***** Alıntı

Uzaktan, acaba ile başlayan planlar aniden, gerçekleştirmeye doğru yol aldı. Ne yaptım böyle, verilen sözler, vize için gönderilen evraklar, satın alınan biletler. Uzun zamandır göz ardı ettim rüyalar ve vizyonlar / semboller ışığında gitme vakti, davete icabet. İzleri takip etmek gerekli idi.
Uzun zamandır rüyalarıma giren, beni çağıran yerlere gitme fikri arkadaşım İsmail ile görüşmemden, dostane ve sıradan sohbetten, laf lafı açarken aniden düşünce veya hayal olmaktan çıkmıştı, kesin kara verilen bir yolculuk olmuştu. Bu yolculuk öncesi gördüğüm rüyalar / semboller / gizemler belki de bu yolculukta şifa olacak, belki de bir başkasının şifa bulmasına aracılık edecektim. Görünmez alametlerin sihirli dokunuşlarına şahit olacak veya bu yolculuğun en önemli aktörü olacaktım.
Bu rol belki de yaşamımı etkileyecek ve gerçekte gök dünyadan gelen mesajı alıp yeniden doğacaktım, bu doğuş yeni bir uyanışın habercisi olabilir miydi? Üç sayısının karşıma bu kadar çıkması, hayatımda yer alması tesadüf olamazdı. Zaten tesadüf yukarı dünyanın iletişim biçimi bizlere mesaj iletme şekli değil midir? Bu yazının ilerleyen bölümlerinde içinde, hayatımda, çevremde bir şeyler değişecekti, tanık olacak, cevaplar bir bir gelecekti, her ne kadar görmediklerimize, çeşitli cevaplar üretilse de elimizde bu yönde fiziki bir görüntü olmadığı için sezgilerimize ve yaşam deneyimize güvenerek. Evrene teslim oldum, güvenim sonsuzdu ve de öyle oldu. Ve yolculuk: Bilinmezde 10,000 km, 10 gün sürecek seyahat için on beş gün gibi kısa sürede ne kadar hazır olabilirsek, olduğu kadar yeterlidir deyip yola koyulduk.
Hayatımda macera ve tutkuya, bilinmezlere ve sürprizlere her zaman yer olmuştur, o nedenle İstanbul un ılık sonbaharından Sibirya’nın soğuk ve zaman zaman karlı Yüce Sayan dağlarına/kozmik dilek ağacına/kurganlara/aya/güneşe/kutup yıldızına doğru yola çıktığımızı bilmeden, endişesiz ve huzurlu, eylül ayının sonunda yolculuğumuza İstanbul’dan – Astana’ya giden akşam uçağı ile başladık. Hazırlıksız yola çıkma sebeplerimiz bu yolcuğunun turistik bir gezi olmaması idi. Normal insanların yaptığı gibi vakit geçirmek, gezmek için rotamız yoktu, önceden planlanmış biletleri alınmış iç hat tren biletlerimiz ve rezervasyon yapılmış otellerimiz, görüşme için alınmış randevularımız olmadığı gibi görüşmeyi tam olarak planladığımız kişilerde net değildi.

**********
***** Sağlanan Bilgiler

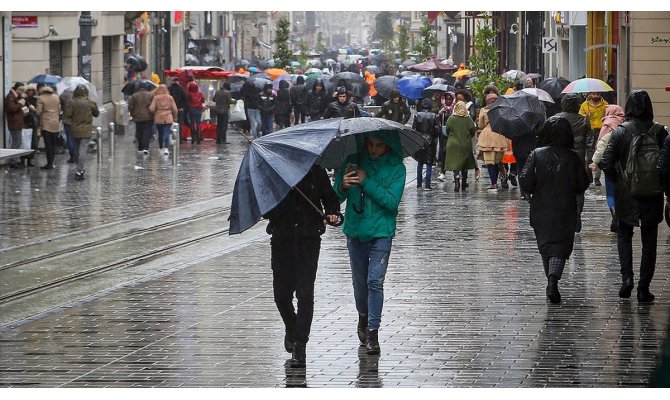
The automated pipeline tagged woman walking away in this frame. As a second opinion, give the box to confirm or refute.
[589,104,626,232]
[477,93,509,189]
[444,101,477,192]
[149,84,179,155]
[520,116,589,303]
[63,85,100,181]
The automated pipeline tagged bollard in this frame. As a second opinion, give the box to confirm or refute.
[170,122,181,165]
[109,122,115,159]
[95,126,102,164]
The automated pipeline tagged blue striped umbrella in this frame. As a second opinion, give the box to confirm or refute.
[561,78,614,93]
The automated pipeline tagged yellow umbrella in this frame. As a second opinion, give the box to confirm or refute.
[265,68,288,80]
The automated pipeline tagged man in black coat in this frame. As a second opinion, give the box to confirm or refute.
[264,165,340,368]
[599,90,668,302]
[520,116,589,303]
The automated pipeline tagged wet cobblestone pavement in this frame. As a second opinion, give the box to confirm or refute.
[0,126,670,388]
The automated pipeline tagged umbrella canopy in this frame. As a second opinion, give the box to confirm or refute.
[561,78,614,93]
[537,76,570,99]
[28,74,63,85]
[502,69,526,81]
[396,75,431,100]
[330,71,365,86]
[229,117,428,235]
[423,83,456,98]
[487,91,545,139]
[56,76,98,103]
[375,75,400,99]
[521,88,556,103]
[265,68,290,80]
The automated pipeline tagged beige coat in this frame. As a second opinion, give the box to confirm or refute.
[37,86,61,133]
[149,85,179,124]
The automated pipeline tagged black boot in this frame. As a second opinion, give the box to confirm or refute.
[547,275,561,304]
[356,313,368,346]
[291,342,307,368]
[619,276,639,299]
[637,286,656,303]
[365,329,380,354]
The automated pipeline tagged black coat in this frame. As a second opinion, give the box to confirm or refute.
[599,120,668,226]
[264,165,340,237]
[520,146,589,259]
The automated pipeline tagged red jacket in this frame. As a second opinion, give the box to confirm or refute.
[186,82,205,111]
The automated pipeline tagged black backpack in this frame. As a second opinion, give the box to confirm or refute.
[621,123,663,197]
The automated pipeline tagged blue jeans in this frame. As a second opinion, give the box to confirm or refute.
[247,108,263,139]
[347,236,393,329]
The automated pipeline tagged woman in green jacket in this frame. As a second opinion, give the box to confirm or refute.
[334,131,407,354]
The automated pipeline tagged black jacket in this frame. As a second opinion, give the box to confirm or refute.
[520,146,589,259]
[323,100,361,119]
[599,120,668,226]
[377,99,412,124]
[264,165,340,237]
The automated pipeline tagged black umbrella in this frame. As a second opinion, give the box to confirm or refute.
[374,75,400,99]
[537,76,570,99]
[487,91,546,139]
[228,117,428,235]
[330,71,365,86]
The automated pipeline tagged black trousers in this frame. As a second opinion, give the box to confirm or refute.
[617,221,658,288]
[270,233,321,343]
[216,112,228,144]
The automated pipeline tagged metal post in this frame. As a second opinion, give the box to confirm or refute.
[109,122,114,159]
[170,122,181,165]
[95,126,102,164]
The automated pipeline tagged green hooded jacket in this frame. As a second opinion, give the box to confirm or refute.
[333,131,407,242]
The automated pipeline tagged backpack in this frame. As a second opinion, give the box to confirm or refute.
[622,123,663,197]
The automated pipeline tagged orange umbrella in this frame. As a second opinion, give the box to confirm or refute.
[265,68,288,80]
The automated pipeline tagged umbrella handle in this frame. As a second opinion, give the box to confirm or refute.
[324,211,344,226]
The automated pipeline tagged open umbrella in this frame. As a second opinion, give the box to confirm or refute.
[521,88,556,103]
[228,117,428,235]
[396,75,431,100]
[487,90,545,139]
[375,75,400,99]
[561,78,614,93]
[28,74,63,85]
[423,83,456,99]
[502,69,526,81]
[537,76,570,100]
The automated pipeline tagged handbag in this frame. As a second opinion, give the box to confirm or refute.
[228,99,247,122]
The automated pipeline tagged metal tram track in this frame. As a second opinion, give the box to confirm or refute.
[0,207,230,272]
[0,223,228,305]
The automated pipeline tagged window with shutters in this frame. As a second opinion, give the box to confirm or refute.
[102,36,112,103]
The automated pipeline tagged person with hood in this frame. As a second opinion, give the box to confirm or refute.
[36,85,61,169]
[589,104,626,232]
[333,132,407,354]
[213,82,235,144]
[579,92,608,186]
[289,75,307,125]
[600,90,668,303]
[520,116,589,304]
[128,83,154,154]
[305,78,329,121]
[149,84,179,155]
[186,81,205,144]
[4,82,29,168]
[477,92,509,189]
[63,84,100,181]
[264,165,340,368]
[444,101,477,192]
[321,86,361,119]
[379,89,412,125]
[275,81,293,129]
[412,99,442,190]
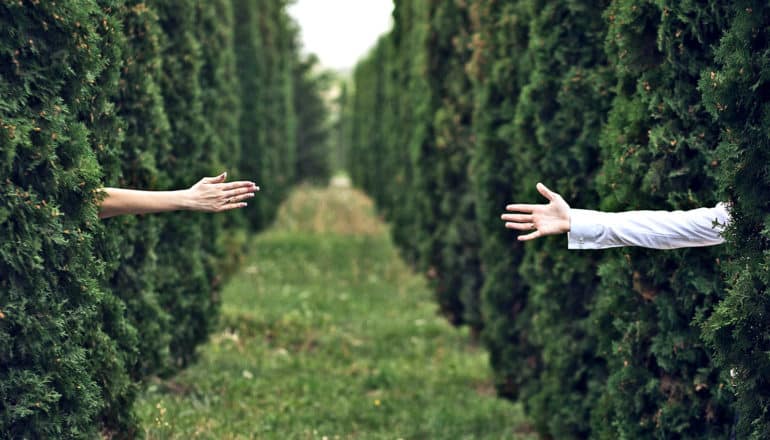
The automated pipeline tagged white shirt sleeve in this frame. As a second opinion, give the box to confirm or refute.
[567,203,730,249]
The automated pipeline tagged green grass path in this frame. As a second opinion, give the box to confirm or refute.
[138,188,528,440]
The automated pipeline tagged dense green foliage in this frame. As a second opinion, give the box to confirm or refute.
[592,0,733,438]
[292,55,332,184]
[510,1,611,438]
[347,0,770,439]
[0,0,326,438]
[0,1,126,438]
[700,1,770,439]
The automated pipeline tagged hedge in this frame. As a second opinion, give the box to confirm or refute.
[343,0,770,438]
[0,0,328,438]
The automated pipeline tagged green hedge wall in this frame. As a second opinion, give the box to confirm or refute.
[700,1,770,439]
[343,0,770,439]
[0,0,325,438]
[508,1,612,438]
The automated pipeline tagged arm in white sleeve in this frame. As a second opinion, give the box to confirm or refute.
[567,203,730,249]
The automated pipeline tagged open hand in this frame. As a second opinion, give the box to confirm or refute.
[187,172,259,212]
[500,183,570,241]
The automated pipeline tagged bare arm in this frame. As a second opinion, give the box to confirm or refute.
[99,173,259,218]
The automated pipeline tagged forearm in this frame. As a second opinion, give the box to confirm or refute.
[568,204,730,249]
[99,188,192,218]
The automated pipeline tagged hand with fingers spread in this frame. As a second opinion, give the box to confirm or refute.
[501,183,570,241]
[99,173,259,218]
[187,173,259,212]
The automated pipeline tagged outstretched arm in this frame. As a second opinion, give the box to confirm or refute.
[502,183,730,249]
[99,173,259,218]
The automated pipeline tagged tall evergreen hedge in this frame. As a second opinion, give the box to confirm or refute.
[0,0,320,438]
[700,1,770,439]
[343,0,769,438]
[509,1,612,438]
[592,0,733,438]
[469,0,541,398]
[418,0,482,331]
[0,1,125,438]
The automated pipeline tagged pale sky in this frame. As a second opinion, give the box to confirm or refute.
[289,0,393,70]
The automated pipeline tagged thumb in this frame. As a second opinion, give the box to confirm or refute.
[537,182,559,201]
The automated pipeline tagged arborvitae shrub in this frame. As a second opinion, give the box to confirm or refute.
[0,1,117,438]
[385,0,432,265]
[233,0,273,230]
[468,0,540,398]
[105,0,171,381]
[150,0,216,367]
[700,1,770,440]
[510,1,611,439]
[195,0,237,292]
[256,0,296,222]
[590,0,733,439]
[292,55,331,184]
[419,0,481,330]
[86,0,139,437]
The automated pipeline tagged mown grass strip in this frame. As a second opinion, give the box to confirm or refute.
[138,188,531,440]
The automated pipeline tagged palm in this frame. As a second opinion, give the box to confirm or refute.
[501,183,570,241]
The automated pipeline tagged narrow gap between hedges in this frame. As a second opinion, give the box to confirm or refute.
[137,177,534,439]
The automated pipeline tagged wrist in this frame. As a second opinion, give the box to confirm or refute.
[172,189,195,211]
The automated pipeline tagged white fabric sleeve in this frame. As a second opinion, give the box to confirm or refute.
[567,203,730,249]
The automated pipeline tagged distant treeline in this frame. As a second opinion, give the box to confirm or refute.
[0,0,329,439]
[343,0,770,439]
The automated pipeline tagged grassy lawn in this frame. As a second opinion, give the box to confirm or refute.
[138,184,532,440]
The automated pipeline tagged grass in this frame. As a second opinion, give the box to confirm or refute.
[137,181,532,440]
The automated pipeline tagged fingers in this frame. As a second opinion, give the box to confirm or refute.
[536,182,559,201]
[222,186,258,197]
[517,231,542,241]
[500,214,532,223]
[217,203,249,212]
[505,222,535,231]
[219,180,259,191]
[225,192,254,205]
[505,204,540,212]
[201,171,227,183]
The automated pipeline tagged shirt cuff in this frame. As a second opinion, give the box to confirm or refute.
[567,209,604,249]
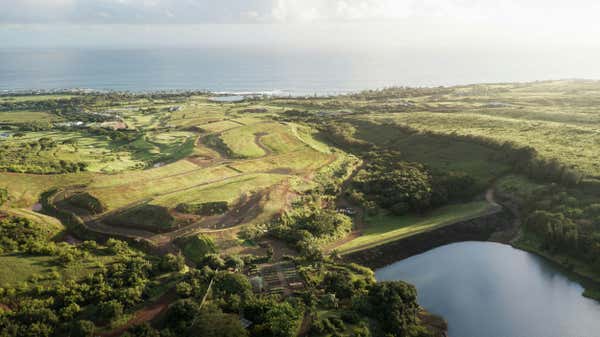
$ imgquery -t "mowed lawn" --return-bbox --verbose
[336,201,492,254]
[0,254,115,287]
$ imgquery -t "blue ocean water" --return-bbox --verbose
[0,46,600,95]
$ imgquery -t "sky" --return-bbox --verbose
[0,0,600,50]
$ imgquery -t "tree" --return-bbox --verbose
[160,253,185,272]
[361,281,419,336]
[122,323,160,337]
[225,255,244,270]
[0,188,8,206]
[98,300,123,321]
[188,305,248,337]
[165,299,200,334]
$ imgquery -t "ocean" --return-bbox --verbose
[0,47,600,95]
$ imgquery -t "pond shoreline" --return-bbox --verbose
[344,210,514,269]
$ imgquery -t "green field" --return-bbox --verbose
[0,81,600,337]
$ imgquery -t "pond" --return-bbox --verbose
[375,242,600,337]
[209,95,245,103]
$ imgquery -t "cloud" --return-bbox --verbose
[0,0,600,27]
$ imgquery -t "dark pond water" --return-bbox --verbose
[375,242,600,337]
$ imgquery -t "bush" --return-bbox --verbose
[175,201,229,216]
[98,300,123,322]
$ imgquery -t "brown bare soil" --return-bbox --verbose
[100,291,176,337]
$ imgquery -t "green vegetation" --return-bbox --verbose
[336,202,494,254]
[105,204,175,231]
[175,201,229,215]
[178,234,217,264]
[0,81,600,337]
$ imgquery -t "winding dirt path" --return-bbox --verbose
[99,290,177,337]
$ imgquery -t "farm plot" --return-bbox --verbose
[249,262,304,296]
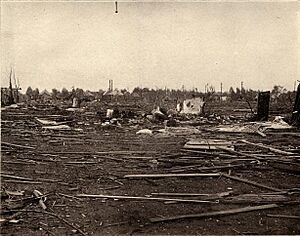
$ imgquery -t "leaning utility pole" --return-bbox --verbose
[8,68,14,104]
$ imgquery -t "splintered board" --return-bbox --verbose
[183,139,234,150]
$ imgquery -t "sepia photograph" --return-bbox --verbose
[0,0,300,236]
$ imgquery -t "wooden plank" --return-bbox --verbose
[1,141,35,149]
[241,140,294,155]
[150,204,279,223]
[267,214,300,219]
[221,173,282,192]
[76,194,215,203]
[123,173,221,178]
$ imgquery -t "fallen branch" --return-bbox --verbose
[1,141,35,149]
[1,174,33,181]
[221,173,282,192]
[267,214,300,219]
[150,204,279,223]
[123,173,221,178]
[77,194,214,203]
[2,210,87,236]
[241,140,295,155]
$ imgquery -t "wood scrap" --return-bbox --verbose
[76,194,215,203]
[33,190,47,210]
[267,214,300,219]
[3,210,88,236]
[241,140,294,156]
[123,173,221,178]
[218,147,264,160]
[1,141,36,149]
[150,204,279,223]
[221,173,282,192]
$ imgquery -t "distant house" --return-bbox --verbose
[102,89,124,101]
[40,89,52,103]
[177,97,204,114]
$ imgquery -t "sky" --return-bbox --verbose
[1,1,300,91]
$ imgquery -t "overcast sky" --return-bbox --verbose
[1,2,300,91]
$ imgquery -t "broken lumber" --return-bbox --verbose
[33,190,47,210]
[241,140,294,156]
[76,194,215,203]
[123,173,221,178]
[267,214,300,219]
[221,173,282,192]
[151,191,232,197]
[150,204,279,223]
[1,174,33,181]
[218,147,264,160]
[1,141,35,149]
[4,210,87,236]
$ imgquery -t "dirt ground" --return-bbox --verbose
[1,103,300,235]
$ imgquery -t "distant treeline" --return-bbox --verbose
[1,85,296,105]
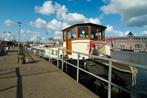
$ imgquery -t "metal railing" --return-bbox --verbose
[35,49,147,98]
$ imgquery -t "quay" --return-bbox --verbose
[0,48,99,98]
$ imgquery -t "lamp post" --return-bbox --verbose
[17,22,22,54]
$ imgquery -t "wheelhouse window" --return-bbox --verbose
[78,26,89,38]
[67,30,71,40]
[90,27,103,39]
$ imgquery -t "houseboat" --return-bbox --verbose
[33,23,137,92]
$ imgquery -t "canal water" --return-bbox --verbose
[111,50,147,98]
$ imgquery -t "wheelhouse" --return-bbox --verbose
[62,23,106,57]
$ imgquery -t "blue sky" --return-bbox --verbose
[0,0,147,41]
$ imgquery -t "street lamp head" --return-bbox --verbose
[17,21,22,24]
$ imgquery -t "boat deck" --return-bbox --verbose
[0,48,99,98]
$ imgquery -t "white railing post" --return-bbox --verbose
[108,60,112,98]
[61,49,64,71]
[48,50,51,63]
[77,53,79,82]
[57,48,60,68]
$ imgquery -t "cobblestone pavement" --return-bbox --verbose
[0,48,98,98]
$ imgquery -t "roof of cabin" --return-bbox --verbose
[62,23,106,31]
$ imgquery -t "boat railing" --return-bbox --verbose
[38,48,147,98]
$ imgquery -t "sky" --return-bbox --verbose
[0,0,147,41]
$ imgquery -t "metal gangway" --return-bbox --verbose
[35,48,147,98]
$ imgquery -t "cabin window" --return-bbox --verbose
[67,31,71,39]
[90,27,102,39]
[71,28,76,39]
[63,32,66,41]
[78,26,89,38]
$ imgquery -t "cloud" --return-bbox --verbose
[142,31,147,35]
[30,18,47,29]
[47,19,62,32]
[2,32,14,41]
[20,29,38,37]
[30,1,100,36]
[101,0,147,27]
[4,19,13,26]
[35,1,55,15]
[35,1,67,15]
[106,25,130,37]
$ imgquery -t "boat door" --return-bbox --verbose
[66,30,72,55]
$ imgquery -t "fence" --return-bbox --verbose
[34,49,147,98]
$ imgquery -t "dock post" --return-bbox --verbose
[77,53,79,82]
[57,48,60,68]
[108,60,112,98]
[61,50,64,71]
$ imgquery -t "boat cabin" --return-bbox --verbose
[62,23,110,58]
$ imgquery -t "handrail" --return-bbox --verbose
[32,48,147,98]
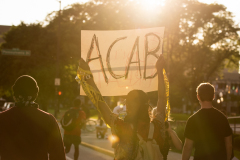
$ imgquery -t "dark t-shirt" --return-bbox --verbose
[184,108,232,160]
[0,106,66,160]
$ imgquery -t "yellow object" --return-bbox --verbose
[163,69,170,121]
[75,67,104,109]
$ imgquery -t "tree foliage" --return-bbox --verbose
[0,0,239,106]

**********

İstenenler
(1) Sibirya yolculuğunu anlatan metinde "Uzaktan, acaba ile" ifadesinden başlayıp "etmek gerekli idi." ifadesi de dahil olmak üzere uzanan bölümü, hiçbir değişiklik yapmadan yazıya geçiriniz.
(2) Sibirya yolculuğunu anlatan metni, son cümlesinden sonra gelecek biçimde sürdürünüz.

Sonuçlar
(1)
Uzaktan, acaba ile başlayan planlar aniden, gerçekleştirmeye doğru yol aldı. Ne yaptım böyle, verilen sözler, vize için gönderilen evraklar, satın alınan biletler. Uzun zamandır göz ardı ettim rüyalar ve vizyonlar / semboller ışığında gitme vakti, davete icabet. İzleri takip etmek gerekli idi.

(2)
Fazla bilinmeye, tercih edilmeyen yerleri ziyaret etmenin dezavantajı o yerler ile ilgili kısıtlı bilgi olması, tüm bunlar bizim heyecanımıza heyecan katıyordu. Çünkü evrene içten güven var ‘idi. Gizemler, sırlar ve sürprizler yolcuğumuzun bilinmeyeni kendimizi akışa bırakmak, akıntıya karşı gelmemek, sorgulamamak, hayata güvenmek, en önemlisi de yolcuğumuza dahil olan her insanı, yeri, olayı, şükür ve sevgi ile karşılamak. Sonuna kadar açık olmak, kabullenmek ve anda kalmak. (Heyecan sizi anda tutar.)
Birçok insan için Şehir hayatında Anda Kalmak oldukça zordur, bazen imkânsız. Doğada, tanımadığın insanlar ile bilmediğin yerlerde anlamadığın dilde bulunmak, kalbini açmak, Güvenmek ve şükretmek. Planımızda mutlaka görülmesi gereken yerler, görüşülmesi gereken kişiler net olmaması ne kadar çılgınca görülse de içimdeki ses güvenmemi, görmemek gereken her şeyi görecektim. Ve bu anın tadını çıkaracaktım.
Çünkü beklentimi sıfırladım akışta ne gelirse gelsin benim için öğretmendir. Hayatın bana getirdiklerine hep açık oldum iyinin içinde kötülük/kötülüğün ardında iyilik gibi ne gelirse gelsin hayrı görebilmekti marifet. Fakat bu düşünceme rağmen heyecan her zaman eksilmiyor enerji her adımda yükseliyor idi. Geride rahat ve konforlu şehir hayatından çok uzaklara doğru uçuyorum. 4 saatlik uçuşun sonunda Astana üzerinde, Novasibirsk havalimanına indik, vize- pasaport kuyruğunda dil yüzünden bir müddet bekletildik.
Belleğimde Rusya ile olan kriz geliyor. Ama güven! Sen buraya boşuna gelmedin ve de öyle oluyor, 15 dk. bekledikten sonra şehre giriyoruz… Dışarısı yağmurlu/ sert /soğuk/ hüzünlü bir hava karşılıyor. Daha önce İstanbul’dan bir tanıdık vasıtasıyla bu şehirde yaşayan Azeri olan Emin kapıda, bizi kendi arabası ile karşıladı. Emin yol boyunca bize rehberlik etmesi için Türkçe ve Rusça bilen rehber bulup rehberimiz ile yola devam edecektik. Rehber bizim için özellikle birçok yerde karşılaşacağımız Kiril alfabesini kolay hale getirecek, yolculuk anlamadığımız noktalarda rehber sayesinde anlama dönüşecekti.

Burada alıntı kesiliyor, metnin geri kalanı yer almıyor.